> [Request]: In one to three sentences, explain why the FedMIM abstract below says weighted global gradient estimations are added as inertial correction terms on the edge devices.
--- Page excerpt ---
ENHANCE LOCAL CONSISTENCY FOR FREE: A MULTI-STEP INERTIAL MOMENTUM APPROACH

Abstract

Federated learning (FL), as a collaborative distributed training paradigm with several edge computing devices under the coordination of a centralized server, is plagued by inconsistent local stationary points due to the heterogeneity of the local partial participation clients, which precipitates the local client-drifts problems and sparks off the unstable and slow convergence, especially on the aggravated heterogeneous dataset. To address these issues, we propose a novel federated learning algorithm, named FedMIM, which adopts the multi-step inertial momentum on the edge devices and enhances the local consistency for free during the training to improve the robustness of the heterogeneity. Specifically, we incorporate the weighted global gradient estimations as the inertial correction terms to guide both the local iterates and stochastic gradient estimation, which can reckon the global objective optimization on the edges' heterogeneous dataset naturally and maintain the demanding consistent iteration locally. Theoretically, we show that FedMIM achieves the O( 1 √ SKT ) convergence rate with a linear speedup property with respect to the number of selected clients S and proper local interval K in each communication round under the nonconvex setting. Empirically, we conduct comprehensive experiments on various real-world datasets and demonstrate the efficacy of the proposed FedMIM against several state-of-the-art baselines.
--- Data provided ---
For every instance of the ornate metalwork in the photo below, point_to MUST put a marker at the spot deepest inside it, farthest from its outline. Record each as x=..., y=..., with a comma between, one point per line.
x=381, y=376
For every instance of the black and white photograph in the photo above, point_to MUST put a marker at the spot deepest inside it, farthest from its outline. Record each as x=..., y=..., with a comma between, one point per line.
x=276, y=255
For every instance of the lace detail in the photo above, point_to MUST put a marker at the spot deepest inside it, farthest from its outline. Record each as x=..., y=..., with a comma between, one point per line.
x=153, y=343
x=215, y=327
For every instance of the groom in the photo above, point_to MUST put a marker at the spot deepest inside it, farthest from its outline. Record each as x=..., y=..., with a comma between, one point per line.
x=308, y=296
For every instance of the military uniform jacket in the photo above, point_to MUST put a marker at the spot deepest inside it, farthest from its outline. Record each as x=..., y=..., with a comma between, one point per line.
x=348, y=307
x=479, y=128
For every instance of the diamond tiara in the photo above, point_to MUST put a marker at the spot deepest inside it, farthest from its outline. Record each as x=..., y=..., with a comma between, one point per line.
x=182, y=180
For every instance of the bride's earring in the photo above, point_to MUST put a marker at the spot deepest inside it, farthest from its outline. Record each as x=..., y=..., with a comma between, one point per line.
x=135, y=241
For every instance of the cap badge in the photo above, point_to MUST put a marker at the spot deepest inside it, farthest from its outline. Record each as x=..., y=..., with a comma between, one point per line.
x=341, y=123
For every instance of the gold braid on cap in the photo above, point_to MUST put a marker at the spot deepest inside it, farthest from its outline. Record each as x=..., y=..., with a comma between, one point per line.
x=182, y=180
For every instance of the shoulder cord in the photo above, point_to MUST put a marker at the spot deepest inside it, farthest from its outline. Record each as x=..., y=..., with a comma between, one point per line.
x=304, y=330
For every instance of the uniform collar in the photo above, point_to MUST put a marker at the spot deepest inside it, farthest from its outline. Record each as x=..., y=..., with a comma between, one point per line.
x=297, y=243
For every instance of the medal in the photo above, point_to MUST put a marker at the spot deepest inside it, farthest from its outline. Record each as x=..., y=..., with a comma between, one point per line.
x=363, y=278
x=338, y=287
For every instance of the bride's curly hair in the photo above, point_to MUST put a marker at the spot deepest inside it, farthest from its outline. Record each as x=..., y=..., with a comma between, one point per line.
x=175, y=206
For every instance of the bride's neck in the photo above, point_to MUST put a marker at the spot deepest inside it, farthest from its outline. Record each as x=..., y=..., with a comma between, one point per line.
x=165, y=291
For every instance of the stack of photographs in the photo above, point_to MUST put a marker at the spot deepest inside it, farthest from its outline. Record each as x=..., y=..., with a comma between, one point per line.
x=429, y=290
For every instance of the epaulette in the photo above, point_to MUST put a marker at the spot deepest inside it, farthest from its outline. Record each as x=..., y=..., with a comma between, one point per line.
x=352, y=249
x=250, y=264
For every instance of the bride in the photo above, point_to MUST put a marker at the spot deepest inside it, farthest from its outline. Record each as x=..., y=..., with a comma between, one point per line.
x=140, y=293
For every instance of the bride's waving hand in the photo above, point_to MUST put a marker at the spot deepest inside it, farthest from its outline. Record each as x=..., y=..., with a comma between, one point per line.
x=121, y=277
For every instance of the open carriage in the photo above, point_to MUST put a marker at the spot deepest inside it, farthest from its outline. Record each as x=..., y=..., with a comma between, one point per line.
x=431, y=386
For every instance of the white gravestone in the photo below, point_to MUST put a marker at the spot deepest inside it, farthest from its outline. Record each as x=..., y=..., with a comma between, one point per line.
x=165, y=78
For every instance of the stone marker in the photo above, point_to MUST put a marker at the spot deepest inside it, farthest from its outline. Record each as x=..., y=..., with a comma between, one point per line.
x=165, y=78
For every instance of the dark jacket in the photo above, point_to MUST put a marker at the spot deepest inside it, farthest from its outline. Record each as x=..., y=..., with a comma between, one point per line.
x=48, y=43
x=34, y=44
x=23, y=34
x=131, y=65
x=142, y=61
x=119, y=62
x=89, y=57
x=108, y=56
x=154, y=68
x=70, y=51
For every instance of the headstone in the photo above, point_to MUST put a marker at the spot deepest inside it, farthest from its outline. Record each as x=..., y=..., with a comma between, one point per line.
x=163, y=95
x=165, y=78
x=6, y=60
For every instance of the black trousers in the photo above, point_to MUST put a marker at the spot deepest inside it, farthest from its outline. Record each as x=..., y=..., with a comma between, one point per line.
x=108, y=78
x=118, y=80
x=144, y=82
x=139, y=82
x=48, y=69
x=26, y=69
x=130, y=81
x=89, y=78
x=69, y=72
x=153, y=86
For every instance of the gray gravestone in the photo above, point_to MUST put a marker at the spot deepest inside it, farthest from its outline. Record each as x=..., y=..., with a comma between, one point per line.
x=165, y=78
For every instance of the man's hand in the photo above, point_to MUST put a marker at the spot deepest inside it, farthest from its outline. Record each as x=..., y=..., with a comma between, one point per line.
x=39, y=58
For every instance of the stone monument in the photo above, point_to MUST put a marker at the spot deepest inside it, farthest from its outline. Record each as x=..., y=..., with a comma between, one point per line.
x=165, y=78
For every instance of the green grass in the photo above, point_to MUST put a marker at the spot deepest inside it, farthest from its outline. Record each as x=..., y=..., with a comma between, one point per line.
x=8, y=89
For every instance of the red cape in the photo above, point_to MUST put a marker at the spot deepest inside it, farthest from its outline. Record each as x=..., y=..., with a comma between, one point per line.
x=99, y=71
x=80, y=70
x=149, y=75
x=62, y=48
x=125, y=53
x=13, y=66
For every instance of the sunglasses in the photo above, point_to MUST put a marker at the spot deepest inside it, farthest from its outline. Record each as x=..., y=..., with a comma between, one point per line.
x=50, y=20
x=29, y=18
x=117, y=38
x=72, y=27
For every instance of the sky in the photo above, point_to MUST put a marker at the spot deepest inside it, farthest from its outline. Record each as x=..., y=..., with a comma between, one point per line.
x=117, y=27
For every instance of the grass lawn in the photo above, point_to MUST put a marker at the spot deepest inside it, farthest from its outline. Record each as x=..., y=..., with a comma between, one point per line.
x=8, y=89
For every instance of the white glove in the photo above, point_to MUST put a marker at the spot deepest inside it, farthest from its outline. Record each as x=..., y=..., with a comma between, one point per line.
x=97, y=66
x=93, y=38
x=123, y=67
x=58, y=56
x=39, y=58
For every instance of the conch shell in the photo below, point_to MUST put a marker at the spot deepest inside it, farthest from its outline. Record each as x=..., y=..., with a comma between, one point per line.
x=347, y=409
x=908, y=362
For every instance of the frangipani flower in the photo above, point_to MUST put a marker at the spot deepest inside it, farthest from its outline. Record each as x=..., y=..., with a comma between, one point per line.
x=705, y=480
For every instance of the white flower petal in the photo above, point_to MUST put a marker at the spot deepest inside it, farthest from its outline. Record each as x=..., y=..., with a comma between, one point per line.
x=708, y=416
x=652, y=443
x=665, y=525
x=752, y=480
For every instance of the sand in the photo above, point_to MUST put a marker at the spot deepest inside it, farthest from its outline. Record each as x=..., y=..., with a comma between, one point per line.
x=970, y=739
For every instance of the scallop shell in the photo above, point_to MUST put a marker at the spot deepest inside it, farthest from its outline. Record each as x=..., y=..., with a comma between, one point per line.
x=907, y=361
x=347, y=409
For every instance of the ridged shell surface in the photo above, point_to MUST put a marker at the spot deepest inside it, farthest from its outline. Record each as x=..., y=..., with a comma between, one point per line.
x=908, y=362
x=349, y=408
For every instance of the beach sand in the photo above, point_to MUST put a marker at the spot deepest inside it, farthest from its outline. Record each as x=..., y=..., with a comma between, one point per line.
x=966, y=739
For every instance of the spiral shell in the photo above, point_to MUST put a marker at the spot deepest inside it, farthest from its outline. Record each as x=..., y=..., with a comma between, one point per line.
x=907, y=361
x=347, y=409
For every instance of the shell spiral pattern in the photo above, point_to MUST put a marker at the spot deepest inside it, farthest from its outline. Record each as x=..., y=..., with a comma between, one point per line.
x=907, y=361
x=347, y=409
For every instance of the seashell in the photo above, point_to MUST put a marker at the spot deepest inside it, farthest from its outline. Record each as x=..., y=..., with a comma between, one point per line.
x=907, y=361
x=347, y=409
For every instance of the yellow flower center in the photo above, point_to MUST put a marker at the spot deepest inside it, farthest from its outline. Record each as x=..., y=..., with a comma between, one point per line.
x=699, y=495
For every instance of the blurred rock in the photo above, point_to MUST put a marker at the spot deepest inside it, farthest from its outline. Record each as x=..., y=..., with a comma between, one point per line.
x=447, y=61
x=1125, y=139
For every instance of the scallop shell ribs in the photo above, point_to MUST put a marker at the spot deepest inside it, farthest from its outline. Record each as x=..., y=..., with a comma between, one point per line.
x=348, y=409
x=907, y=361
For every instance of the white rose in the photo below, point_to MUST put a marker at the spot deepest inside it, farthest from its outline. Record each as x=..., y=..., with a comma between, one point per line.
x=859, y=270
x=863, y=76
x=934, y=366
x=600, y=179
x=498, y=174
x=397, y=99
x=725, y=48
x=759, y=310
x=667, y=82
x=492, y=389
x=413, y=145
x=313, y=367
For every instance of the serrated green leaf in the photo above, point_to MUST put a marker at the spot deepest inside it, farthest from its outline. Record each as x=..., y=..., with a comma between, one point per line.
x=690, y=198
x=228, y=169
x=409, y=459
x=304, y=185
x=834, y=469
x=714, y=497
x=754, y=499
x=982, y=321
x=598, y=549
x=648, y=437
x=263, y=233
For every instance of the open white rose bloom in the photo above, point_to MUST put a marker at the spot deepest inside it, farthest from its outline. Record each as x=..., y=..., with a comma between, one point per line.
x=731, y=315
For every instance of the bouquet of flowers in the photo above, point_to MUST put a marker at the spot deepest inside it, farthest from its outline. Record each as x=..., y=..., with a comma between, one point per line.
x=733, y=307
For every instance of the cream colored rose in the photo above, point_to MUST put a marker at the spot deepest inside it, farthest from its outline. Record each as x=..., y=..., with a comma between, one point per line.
---
> [Response to the exercise]: They guide both the local iterates and the stochastic gradient estimation so that each device accounts for the global objective while training on its own heterogeneous data. This keeps local iterations consistent, which counters the client drift caused by inconsistent local stationary points and the unstable, slow convergence it brings.